Write the listing out once more, identical to the original but without pictures.

**** GIVEN DATA

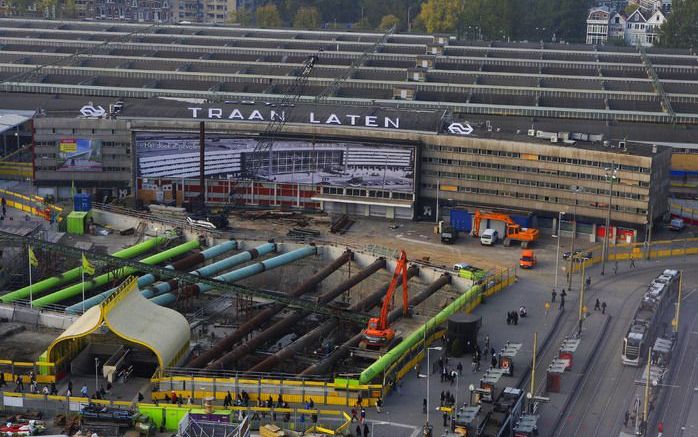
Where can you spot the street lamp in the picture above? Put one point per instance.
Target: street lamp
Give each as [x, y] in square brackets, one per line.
[557, 258]
[611, 176]
[576, 189]
[428, 372]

********

▸ FINISHED EXERCISE:
Where can you spot the street lamp in the picture above? Put one point per instance.
Target: street lamp
Give each as [x, y] in square brackets, one per line.
[557, 258]
[611, 176]
[576, 189]
[428, 372]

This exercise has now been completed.